====== RECORDS FOR THE TASK ======

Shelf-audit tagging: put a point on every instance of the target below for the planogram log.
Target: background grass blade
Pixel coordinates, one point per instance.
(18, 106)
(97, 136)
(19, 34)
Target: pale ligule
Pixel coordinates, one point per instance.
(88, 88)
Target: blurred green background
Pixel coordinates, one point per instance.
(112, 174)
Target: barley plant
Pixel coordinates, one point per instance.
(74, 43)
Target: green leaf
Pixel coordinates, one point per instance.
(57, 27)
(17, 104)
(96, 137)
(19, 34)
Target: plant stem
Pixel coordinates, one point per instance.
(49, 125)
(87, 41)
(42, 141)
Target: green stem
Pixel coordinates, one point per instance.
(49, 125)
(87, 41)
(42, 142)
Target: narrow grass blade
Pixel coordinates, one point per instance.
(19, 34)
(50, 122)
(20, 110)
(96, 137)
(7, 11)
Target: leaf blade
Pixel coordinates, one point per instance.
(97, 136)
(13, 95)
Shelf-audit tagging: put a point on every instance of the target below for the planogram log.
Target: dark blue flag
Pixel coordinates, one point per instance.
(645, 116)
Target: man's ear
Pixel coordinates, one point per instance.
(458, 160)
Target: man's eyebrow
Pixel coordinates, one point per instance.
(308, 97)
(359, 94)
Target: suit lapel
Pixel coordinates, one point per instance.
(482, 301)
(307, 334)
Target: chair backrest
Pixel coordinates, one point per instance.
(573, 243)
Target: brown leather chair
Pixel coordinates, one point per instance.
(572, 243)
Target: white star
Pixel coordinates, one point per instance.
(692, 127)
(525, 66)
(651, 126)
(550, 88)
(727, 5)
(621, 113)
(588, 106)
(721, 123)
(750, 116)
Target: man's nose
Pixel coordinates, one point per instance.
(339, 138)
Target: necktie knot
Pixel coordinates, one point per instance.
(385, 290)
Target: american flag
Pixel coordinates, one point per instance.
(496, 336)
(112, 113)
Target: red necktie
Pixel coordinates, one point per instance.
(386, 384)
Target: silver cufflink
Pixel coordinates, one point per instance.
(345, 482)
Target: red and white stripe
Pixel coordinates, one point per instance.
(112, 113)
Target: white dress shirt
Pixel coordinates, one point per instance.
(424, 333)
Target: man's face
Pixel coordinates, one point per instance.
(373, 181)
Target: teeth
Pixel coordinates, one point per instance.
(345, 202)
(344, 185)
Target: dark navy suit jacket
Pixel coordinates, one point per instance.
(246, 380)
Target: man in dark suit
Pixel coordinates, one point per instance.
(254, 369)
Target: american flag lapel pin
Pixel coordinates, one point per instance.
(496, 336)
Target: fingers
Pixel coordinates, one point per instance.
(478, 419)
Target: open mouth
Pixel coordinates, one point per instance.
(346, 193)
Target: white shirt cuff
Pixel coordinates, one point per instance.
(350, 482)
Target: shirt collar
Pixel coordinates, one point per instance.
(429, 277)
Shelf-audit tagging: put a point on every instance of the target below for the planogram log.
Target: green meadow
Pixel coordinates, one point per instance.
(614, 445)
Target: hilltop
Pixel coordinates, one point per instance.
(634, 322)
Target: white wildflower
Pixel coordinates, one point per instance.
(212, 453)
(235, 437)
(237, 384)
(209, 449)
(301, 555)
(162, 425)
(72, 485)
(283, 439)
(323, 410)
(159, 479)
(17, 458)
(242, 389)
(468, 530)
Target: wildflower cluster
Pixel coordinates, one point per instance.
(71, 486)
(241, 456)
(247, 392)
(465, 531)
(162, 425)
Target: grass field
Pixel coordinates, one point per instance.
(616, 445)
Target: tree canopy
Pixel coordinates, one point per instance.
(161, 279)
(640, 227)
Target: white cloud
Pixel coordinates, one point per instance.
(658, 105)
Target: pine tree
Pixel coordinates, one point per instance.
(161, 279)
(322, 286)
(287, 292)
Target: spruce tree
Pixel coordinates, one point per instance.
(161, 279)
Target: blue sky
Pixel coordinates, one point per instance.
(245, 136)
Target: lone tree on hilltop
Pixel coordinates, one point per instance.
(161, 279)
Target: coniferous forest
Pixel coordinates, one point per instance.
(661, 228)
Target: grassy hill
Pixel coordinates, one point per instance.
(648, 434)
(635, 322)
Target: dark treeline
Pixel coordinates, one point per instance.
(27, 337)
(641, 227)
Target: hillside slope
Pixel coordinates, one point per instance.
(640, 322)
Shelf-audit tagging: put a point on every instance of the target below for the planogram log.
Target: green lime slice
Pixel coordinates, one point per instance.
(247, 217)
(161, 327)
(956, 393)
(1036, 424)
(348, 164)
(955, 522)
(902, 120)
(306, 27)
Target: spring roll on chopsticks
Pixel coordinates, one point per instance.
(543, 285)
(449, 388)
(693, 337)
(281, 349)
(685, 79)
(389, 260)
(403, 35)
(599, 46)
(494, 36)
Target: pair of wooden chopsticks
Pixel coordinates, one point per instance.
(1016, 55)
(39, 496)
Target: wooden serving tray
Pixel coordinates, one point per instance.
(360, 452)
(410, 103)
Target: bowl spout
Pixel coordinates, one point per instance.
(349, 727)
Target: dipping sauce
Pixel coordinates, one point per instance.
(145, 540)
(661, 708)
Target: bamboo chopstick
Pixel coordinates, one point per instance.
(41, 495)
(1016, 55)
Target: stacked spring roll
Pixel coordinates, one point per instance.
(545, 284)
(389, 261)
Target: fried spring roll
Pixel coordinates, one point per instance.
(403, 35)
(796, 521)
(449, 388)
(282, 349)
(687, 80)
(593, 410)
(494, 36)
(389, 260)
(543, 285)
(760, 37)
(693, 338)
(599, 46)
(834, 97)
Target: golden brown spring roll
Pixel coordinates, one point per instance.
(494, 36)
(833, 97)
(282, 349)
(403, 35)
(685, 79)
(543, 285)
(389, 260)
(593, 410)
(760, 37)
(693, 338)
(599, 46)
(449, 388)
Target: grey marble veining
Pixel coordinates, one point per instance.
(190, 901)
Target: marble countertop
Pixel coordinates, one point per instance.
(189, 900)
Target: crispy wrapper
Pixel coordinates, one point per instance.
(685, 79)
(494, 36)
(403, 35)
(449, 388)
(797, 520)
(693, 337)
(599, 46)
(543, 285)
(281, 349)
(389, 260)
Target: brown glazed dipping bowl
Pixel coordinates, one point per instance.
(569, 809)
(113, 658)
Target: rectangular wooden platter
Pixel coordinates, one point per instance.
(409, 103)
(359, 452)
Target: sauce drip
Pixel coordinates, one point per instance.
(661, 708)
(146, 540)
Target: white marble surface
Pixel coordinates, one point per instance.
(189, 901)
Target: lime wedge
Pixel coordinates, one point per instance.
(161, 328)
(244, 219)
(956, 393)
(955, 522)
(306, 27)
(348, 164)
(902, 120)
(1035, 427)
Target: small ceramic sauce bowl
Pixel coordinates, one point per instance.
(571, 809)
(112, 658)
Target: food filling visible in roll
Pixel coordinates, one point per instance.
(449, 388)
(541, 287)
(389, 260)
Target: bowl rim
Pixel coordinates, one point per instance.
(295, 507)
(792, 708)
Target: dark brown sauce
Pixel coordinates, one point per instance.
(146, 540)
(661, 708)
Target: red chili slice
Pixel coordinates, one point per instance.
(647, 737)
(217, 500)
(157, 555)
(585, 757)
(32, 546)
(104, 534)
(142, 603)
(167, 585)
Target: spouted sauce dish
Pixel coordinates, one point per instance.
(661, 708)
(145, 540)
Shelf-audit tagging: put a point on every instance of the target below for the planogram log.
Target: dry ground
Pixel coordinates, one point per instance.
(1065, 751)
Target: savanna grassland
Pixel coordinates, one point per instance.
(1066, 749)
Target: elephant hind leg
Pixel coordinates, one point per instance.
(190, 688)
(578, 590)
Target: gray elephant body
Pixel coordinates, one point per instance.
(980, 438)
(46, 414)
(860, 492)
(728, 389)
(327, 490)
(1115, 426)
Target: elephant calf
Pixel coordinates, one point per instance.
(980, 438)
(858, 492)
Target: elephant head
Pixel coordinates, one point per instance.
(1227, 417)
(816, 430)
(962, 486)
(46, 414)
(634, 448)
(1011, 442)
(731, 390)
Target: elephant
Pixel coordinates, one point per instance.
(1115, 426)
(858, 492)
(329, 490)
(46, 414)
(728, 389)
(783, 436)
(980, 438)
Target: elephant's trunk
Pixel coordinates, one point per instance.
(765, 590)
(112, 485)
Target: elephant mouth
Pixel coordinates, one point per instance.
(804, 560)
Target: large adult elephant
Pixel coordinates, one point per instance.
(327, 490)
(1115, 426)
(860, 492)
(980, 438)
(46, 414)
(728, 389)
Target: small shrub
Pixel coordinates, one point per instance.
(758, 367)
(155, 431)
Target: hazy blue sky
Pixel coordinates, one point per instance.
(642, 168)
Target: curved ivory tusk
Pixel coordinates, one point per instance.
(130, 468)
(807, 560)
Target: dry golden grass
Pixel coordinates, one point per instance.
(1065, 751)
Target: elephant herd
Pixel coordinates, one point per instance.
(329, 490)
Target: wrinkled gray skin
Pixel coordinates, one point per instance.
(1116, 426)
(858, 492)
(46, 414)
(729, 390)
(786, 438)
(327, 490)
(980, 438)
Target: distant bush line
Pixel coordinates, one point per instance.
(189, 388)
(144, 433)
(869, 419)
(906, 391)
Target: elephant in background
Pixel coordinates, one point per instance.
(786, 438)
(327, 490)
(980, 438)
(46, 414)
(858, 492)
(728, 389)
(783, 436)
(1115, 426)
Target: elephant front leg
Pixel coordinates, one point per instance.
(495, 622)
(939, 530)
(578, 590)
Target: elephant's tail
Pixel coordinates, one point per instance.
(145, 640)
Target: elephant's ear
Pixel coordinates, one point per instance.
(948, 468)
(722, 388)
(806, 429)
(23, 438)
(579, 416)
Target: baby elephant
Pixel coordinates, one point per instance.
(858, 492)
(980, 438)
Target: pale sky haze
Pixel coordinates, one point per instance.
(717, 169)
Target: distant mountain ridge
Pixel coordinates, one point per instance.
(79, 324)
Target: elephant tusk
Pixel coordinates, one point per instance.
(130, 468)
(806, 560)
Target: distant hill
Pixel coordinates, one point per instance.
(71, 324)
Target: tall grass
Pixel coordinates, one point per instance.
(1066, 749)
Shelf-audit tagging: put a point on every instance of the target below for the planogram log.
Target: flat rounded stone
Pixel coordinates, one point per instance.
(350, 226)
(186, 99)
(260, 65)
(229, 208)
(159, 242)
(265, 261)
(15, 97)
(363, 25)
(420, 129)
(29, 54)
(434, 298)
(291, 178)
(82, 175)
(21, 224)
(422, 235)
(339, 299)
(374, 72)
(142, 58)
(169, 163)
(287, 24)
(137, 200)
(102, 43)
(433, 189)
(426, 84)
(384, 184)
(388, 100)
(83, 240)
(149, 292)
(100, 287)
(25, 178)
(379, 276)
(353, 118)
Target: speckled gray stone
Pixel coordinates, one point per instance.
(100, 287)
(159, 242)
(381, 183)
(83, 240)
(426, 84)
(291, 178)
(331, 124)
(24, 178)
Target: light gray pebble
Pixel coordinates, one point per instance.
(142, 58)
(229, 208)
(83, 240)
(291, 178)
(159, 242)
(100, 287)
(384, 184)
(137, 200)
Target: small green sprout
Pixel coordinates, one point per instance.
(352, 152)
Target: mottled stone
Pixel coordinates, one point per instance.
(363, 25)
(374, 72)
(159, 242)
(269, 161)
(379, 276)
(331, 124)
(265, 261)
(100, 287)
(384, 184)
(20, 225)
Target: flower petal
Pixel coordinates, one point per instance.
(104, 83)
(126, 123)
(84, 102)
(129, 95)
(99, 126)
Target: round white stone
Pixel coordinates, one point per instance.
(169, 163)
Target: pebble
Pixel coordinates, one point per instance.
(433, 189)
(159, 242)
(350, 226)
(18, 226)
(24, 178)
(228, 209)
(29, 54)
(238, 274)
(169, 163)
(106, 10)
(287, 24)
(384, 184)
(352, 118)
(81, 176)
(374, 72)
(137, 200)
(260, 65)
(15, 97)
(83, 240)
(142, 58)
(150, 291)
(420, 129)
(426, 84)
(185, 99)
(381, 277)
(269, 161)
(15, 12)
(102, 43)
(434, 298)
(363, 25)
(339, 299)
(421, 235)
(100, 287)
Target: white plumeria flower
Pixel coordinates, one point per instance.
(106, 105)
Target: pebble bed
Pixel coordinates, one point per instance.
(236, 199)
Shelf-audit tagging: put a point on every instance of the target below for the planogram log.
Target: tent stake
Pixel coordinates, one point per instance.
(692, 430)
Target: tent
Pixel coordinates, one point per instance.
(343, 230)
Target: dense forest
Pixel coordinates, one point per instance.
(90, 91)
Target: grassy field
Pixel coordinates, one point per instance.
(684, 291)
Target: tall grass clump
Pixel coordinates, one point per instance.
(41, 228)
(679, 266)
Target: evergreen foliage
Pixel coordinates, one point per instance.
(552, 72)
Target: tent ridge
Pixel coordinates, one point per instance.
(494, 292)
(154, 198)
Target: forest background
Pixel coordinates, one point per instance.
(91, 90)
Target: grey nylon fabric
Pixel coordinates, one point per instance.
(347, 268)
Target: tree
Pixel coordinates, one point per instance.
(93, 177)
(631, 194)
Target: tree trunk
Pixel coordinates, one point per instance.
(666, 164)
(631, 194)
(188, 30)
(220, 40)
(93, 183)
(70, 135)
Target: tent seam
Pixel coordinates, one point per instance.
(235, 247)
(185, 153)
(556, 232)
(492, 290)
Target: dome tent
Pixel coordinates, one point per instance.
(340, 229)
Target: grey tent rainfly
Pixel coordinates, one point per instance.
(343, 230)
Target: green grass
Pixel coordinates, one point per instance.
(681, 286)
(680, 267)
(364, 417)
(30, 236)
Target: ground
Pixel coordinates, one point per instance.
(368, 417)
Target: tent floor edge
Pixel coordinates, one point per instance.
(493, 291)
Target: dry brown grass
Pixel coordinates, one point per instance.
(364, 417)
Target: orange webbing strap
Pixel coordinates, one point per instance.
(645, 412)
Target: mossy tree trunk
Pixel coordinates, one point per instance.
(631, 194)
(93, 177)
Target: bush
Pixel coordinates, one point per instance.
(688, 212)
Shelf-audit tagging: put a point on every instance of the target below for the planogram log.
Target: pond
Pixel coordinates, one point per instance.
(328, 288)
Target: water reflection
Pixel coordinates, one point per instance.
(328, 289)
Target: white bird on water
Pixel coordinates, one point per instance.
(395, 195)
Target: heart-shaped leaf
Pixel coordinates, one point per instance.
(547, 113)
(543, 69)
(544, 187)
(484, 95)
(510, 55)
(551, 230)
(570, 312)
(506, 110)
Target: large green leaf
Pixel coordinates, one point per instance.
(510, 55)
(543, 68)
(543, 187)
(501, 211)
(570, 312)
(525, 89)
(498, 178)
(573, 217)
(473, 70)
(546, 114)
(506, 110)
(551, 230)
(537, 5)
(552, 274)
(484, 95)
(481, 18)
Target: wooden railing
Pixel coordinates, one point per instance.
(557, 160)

======

» **GOAL**:
Return exactly the lines from the line bearing "Target: grey tent rainfly" to the end of the records, inclusive of both; include no other lines.

» **PROBLEM SOLUTION**:
Target: grey tent rainfly
Pixel coordinates, one point per instance.
(343, 230)
Target: green grass
Pixel coordinates, one point per instance.
(681, 286)
(680, 267)
(364, 417)
(30, 236)
Target: ground
Pixel coordinates, one point per instance.
(368, 417)
Target: tent floor edge
Pixel coordinates, one point per instance.
(493, 291)
Target: dry brown grass
Pixel coordinates, one point per instance.
(364, 417)
Target: orange webbing strap
Pixel coordinates, one point per instance.
(645, 412)
Target: mossy tree trunk
Pixel coordinates, one point per instance.
(631, 194)
(93, 177)
Target: bush
Pixel coordinates, one point per instance.
(688, 212)
Shelf-audit tagging: put a point on every instance of the target below for the planogram log.
Target: pond
Pixel coordinates, one point per instance.
(328, 288)
Target: water reflection
Pixel coordinates, one point per instance.
(328, 289)
Target: white bird on water
Pixel coordinates, one point per instance.
(395, 195)
Target: heart-shaped leaf
Pixel coordinates, one point per instance.
(547, 113)
(543, 69)
(544, 187)
(484, 95)
(510, 55)
(551, 230)
(570, 312)
(506, 110)
Target: large green leaf
Pixel coordinates, one point per instance.
(510, 55)
(543, 68)
(543, 187)
(501, 211)
(570, 312)
(525, 89)
(498, 178)
(573, 217)
(473, 70)
(546, 114)
(506, 110)
(551, 230)
(537, 5)
(552, 274)
(484, 95)
(481, 18)
Target: wooden railing
Pixel coordinates, one point per instance.
(557, 160)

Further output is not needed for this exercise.